• _What to work on_
Copy out each line of the data below word for word, without any changes.
--- Start of Record list ---
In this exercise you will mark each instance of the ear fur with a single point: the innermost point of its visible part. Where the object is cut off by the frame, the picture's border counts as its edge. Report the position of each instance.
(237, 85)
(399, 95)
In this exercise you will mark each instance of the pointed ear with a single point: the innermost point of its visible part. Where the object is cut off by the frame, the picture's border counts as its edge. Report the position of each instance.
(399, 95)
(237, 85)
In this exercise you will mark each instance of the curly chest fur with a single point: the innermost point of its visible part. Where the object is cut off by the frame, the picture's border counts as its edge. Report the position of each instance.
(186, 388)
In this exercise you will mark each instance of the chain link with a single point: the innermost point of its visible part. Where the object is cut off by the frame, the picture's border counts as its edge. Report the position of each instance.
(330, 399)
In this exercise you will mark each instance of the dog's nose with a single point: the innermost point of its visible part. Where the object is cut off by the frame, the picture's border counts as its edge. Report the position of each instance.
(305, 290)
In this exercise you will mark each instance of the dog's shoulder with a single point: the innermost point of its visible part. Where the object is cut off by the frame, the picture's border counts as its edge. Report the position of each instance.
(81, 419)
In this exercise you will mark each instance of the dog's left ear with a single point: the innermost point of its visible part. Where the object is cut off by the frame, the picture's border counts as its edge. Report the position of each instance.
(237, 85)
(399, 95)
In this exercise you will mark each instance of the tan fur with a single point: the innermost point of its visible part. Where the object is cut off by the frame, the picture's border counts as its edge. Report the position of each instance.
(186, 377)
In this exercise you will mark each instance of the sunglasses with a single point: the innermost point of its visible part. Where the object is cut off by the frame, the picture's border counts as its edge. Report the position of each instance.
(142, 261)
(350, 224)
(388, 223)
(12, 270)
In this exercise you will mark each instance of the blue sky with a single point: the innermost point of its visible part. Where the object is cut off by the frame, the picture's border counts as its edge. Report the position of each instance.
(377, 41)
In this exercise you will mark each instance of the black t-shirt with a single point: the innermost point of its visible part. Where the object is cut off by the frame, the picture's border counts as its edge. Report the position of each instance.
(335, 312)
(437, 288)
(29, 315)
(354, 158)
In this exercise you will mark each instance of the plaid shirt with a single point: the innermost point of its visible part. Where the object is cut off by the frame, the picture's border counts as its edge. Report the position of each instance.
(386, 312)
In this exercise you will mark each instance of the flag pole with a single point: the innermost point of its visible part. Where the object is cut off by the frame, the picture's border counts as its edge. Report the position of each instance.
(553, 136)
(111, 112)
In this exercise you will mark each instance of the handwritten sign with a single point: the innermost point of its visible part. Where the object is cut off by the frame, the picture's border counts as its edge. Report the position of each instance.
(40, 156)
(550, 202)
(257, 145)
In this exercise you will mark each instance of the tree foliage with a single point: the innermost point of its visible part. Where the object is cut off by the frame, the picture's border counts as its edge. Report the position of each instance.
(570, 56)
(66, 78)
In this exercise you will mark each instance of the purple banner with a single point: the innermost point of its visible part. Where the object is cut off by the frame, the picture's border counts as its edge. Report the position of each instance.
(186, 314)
--- End of Record list ---
• _Solved exercise_
In this exercise you will mark each instance of the ear fur with a single point: the innermost point of its visible part. Where the object is cut off by the frame, the picture's border counts as its edge. Report the position of each instance.
(237, 85)
(399, 95)
In this exercise you will mark each instance of the pointed ear with a single point: the innermost point of its visible part. Where the object is cut off by the frame, the picture's border counts as its edge. Report the position of each instance.
(399, 95)
(237, 85)
In this exercise you will mark each instance of the curly chest fur with a single point: the innermost point of its visible part. Where the object is cut off by the frame, the picture's border counts as its edge. Report the position of each instance.
(186, 388)
In this exercise you will mark each instance of the chain link with a single point: the innermost point of its visible part. Where the object is cut off by the frame, the picture's border counts as its edge. Report the position of each instance.
(330, 399)
In this exercise you will mark each instance of the dog's nose with a single point: the innermost point of its visible part. Where the object is cut off by the frame, the picture's border counts as its edge. Report the position of each instance.
(305, 290)
In this exercise you will mark each instance of the dog's shoulder with a single point: the innermost point of its visible part. Where the object is cut off by the frame, the picture's border counts as its edge. Report the position of each instance.
(81, 419)
In this exercise you will mark each instance of the dog's left ear with a single point: the innermost point of its visible part. Where the object is cut off by the frame, the picture's border counts as its edge. Report the position of each instance.
(237, 85)
(399, 95)
In this exercise you will mark each instance of the tan fur with a single point: the innermost point of its visible part. Where the object is cut off by the frame, the picture's border counts as its edge. Report the position of each instance.
(186, 377)
In this exercise you will mark each instance of the sunglasses with a single point: the innermost point of its visible part. Where the object is cut off by the frame, the picture's border counts as its edge. Report the position of each instance.
(142, 261)
(350, 224)
(388, 223)
(12, 270)
In this exercise you will mark each instance of the blue sky with a single point: the innermost point of its visible part. Where the object is cut off by the frame, the picture's border counts as its edge. Report the position of each instance.
(377, 41)
In this exercise you will mark each instance of the black t-shirt with a single point: the innermost point of its visible part. Where the object is cut off by the frame, the picture's border counts as its edge. Report the position of each instance.
(335, 312)
(437, 288)
(29, 315)
(354, 158)
In this exercise you will mark each instance of the plaid shirt with a single point: the innermost point of its visible part. Where the object is cut off by the frame, the picture's border counts as its edge. Report the position of each instance.
(386, 312)
In this exercise you will mark each instance of the flag pole with a single point: the innermost point of its visible part. Where the object is cut off by the frame, the picture's border counts as its edge. Report the position of each instance.
(553, 136)
(111, 112)
In this exercise you will mark each instance of the handwritten sign with a single point: the innermost point of its visible part. Where the object is cut off by the frame, the picture's border counts as its edge. Report the position of each instance.
(40, 156)
(550, 202)
(257, 145)
In this exercise you will mark each instance of the tree foliage with a single point: the innermost point of its visible part. Where the object is cut off by the frame, the picture's border counts as its edge. Report the position of each instance.
(570, 56)
(66, 78)
In this exercise you will mark each instance of the purple banner with a single point: the innermost point of its visible part. Where the object is cut off by the frame, the picture's border counts as its edge. Report the position of each instance.
(186, 314)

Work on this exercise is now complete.